--- begin ---
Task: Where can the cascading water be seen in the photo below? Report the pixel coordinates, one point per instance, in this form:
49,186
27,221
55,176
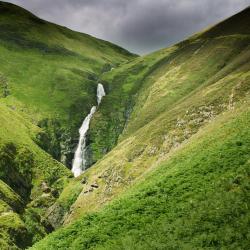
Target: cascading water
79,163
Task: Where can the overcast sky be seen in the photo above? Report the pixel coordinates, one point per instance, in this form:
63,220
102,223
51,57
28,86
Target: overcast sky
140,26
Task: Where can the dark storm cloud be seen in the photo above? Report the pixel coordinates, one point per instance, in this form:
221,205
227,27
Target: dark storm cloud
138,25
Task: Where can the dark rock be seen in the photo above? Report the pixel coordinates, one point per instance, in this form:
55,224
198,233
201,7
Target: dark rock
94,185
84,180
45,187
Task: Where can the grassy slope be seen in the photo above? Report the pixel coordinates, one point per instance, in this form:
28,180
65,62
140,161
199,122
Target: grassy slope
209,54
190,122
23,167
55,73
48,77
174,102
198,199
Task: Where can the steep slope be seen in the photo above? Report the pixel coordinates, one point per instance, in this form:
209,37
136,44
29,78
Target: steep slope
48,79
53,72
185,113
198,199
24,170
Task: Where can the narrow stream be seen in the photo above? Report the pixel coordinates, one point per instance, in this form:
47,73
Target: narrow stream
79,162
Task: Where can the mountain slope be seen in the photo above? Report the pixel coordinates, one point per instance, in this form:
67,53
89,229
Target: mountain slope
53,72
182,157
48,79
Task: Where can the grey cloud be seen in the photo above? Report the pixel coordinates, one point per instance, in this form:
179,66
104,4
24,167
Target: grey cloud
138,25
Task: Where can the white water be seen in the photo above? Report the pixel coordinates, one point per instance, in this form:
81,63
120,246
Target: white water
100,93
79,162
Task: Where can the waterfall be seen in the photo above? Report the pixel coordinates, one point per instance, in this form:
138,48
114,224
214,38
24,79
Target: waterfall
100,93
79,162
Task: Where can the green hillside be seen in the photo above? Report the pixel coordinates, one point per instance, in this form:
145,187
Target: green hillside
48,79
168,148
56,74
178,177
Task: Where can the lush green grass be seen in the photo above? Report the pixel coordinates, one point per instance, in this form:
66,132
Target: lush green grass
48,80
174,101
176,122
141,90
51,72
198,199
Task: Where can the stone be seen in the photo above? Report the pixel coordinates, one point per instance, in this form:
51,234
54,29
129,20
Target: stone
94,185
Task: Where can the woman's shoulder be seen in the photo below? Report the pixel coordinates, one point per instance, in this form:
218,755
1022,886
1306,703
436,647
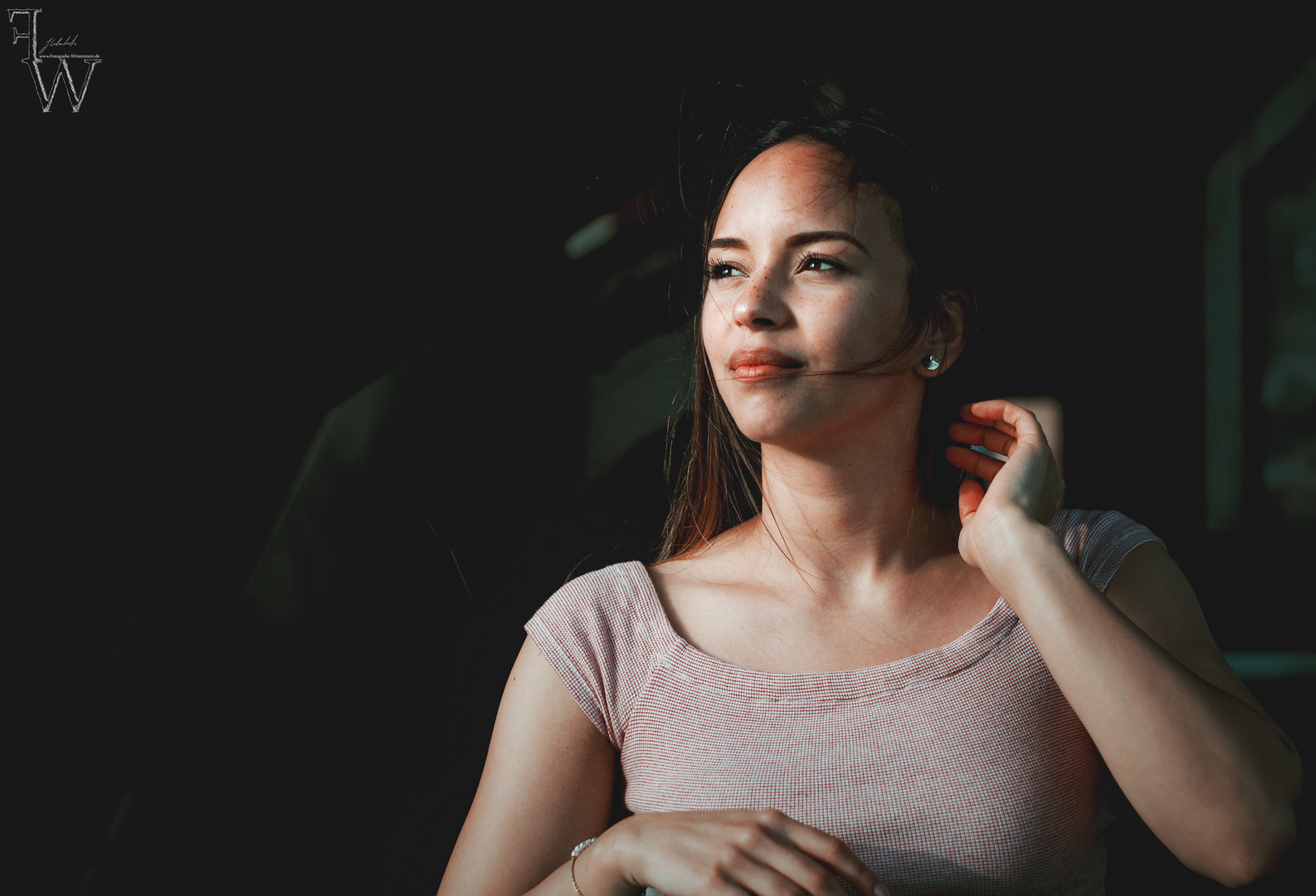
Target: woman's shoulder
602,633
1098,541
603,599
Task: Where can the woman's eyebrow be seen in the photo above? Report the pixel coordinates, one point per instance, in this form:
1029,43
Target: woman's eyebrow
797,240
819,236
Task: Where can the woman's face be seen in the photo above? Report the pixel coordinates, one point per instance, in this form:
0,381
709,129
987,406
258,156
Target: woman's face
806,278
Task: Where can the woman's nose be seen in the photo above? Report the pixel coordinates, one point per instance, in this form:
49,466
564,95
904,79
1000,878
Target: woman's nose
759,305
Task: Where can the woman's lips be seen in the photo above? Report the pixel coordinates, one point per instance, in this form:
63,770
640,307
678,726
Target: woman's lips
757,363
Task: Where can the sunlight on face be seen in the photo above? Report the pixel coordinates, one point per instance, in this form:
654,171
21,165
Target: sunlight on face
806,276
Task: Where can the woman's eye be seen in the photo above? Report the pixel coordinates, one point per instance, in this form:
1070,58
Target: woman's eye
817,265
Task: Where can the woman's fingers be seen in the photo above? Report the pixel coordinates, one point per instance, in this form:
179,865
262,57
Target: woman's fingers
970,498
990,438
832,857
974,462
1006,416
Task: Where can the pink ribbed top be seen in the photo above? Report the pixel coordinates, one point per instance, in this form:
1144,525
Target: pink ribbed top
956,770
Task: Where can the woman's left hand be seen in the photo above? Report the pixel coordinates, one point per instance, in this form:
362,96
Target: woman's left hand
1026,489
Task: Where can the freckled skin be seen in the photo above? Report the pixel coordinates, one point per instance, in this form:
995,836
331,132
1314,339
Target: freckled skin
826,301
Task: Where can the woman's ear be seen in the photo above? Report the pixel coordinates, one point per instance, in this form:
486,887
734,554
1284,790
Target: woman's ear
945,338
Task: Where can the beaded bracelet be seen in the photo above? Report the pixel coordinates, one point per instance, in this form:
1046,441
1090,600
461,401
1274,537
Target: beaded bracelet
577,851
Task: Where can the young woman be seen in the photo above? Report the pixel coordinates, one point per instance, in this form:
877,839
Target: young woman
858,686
--- end ---
- Task instructions: Transcribe every entry word for word, but skip the pictures.

- Result of the exercise:
Task: Where can the cascading water be seen in the photo below? Report the pixel coordinates, one point per instance, in this form:
49,186
27,221
55,176
Target: cascading water
79,163
Task: Where can the overcast sky be seen in the photo above? Report the pixel coordinates, one point per instance, in this form:
63,220
102,223
51,57
28,86
Target: overcast sky
140,26
Task: Where can the dark storm cloud be seen in the photo above? Report the pixel coordinates, one point per instance, in this form:
221,205
227,27
Target: dark storm cloud
138,25
Task: Where can the dark rock be seen in the photo above? Report the pixel coordinates, one point per instance, in this form:
55,224
198,233
201,7
Target: dark rock
94,185
84,180
45,187
Task: Where can the grassy slope be seen in the photo above? Report the pixel coordinates, one point per instance, in this form:
28,180
65,62
140,161
199,122
Target: grassy slope
209,54
190,122
23,167
55,73
48,77
174,102
198,199
Task: Where can the steep slope be seen in the photo above? Report the pixel coordinates, one point per instance, in this form:
209,37
136,44
29,78
Target: steep slope
48,79
53,72
185,113
198,199
24,170
Task: Where can the narrow stream be seen in the photo above? Report the pixel coordinates, one point per instance, in this form:
47,73
Target: narrow stream
79,162
Task: Where can the mountain slope be seen in the photo above? Report the pixel coordinates, one point per instance, in this form:
67,53
89,229
Target: mountain slope
53,72
182,157
48,79
Task: Where can the grey cloud be seen in the photo above? Report the pixel coordinates, one point per instance, in this form:
179,66
104,4
24,167
Target: grey cloud
138,25
Task: Where can the white water be seen in the photo above? Report the pixel coordinates, one point per instance, in this form:
81,63
120,246
Target: white water
100,93
79,162
Task: Where can the waterfall be seen in the photo above? Report the pixel coordinates, one point per instance, in this form:
138,48
114,224
214,38
24,79
Target: waterfall
100,93
79,162
Task: Where can the green hillside be seen in the photo above? Report the pixel coordinates, one point per instance, in this form:
145,187
Target: green hillside
48,79
168,148
56,74
178,177
Task: Where can the lush green grass be seen in the photo above? Report the pixel coordinates, one point per instance, in this form:
66,132
Target: lush green grass
48,80
174,101
176,122
141,90
51,72
198,199
Task: Where can the stone be seen in the photo above? Report the pixel coordinates, one point per instance, in this form:
51,234
54,29
129,20
Target: stone
94,185
Task: Where can the woman's shoulder be seen in the photo below? Report the pixel coordinates, one point per instance, in this form:
218,755
1022,886
1306,703
436,647
Target: woman's shoulder
602,633
1098,541
603,599
Task: Where can the woman's eyebrow be seen in the photo above? Report the pixel coordinates, one point per instance, in this form:
1029,43
Target: woman's eyebrow
797,240
819,236
Task: Where can the woman's face be seen in the photo above? Report the pixel coordinates, one point per instance, in this form:
0,381
709,129
987,406
258,156
Target: woman's face
806,278
Task: Where can the woman's nose be seen in the photo above? Report the pixel coordinates, one point per instance, in this form:
49,466
564,95
904,79
1000,878
Target: woman's nose
759,305
Task: Where can the woman's lips be seen in the photo above? Report the pixel coordinates, one point per instance, in this form:
63,770
640,307
678,726
Target: woman's lips
757,363
Task: Where can the sunlight on face be seen in the photo above? Report the pixel coordinates, one point per instance, in this form:
654,171
21,165
Target: sunlight on face
806,276
Task: Where can the woman's eye be seen in the photo above? Report the pixel coordinates, one point per instance, in this form:
1070,58
Target: woman's eye
817,265
Task: Where can the woman's fingers be seen in the photo above? Report the pixel coordinates, one point per instance, in this form:
179,865
262,57
Target: woman's fingers
970,498
990,438
832,857
974,462
1006,416
Task: Where can the pink ribbed top be seen in the photo above? Report the pixel coordinates, one point per instance, in this form:
1144,525
Target: pink ribbed top
956,770
Task: Where can the woman's left hand be seen in the photo above? Report the pixel coordinates, one point per instance, in this form:
362,96
Target: woman's left hand
1026,489
Task: Where can the freckled skin be seen in the photo above? Report the pixel coordinates, one point per instance, in this form:
995,836
331,132
1314,339
Target: freckled skin
826,301
Task: Where can the woman's ear be seen in the photo above? Report the pixel coordinates, one point per instance, in this form:
486,887
734,554
1284,790
Target: woman's ear
945,338
Task: Where can the beaded bracelet be seen in the photo above? Report the pixel coordinates, one point per instance, in this form:
1046,441
1090,600
461,401
1274,537
Target: beaded bracelet
577,851
Task: Where can the young woman be seen in the photo above? Report the pixel coordinates, one point per instance, in this form:
877,839
Target: young woman
858,686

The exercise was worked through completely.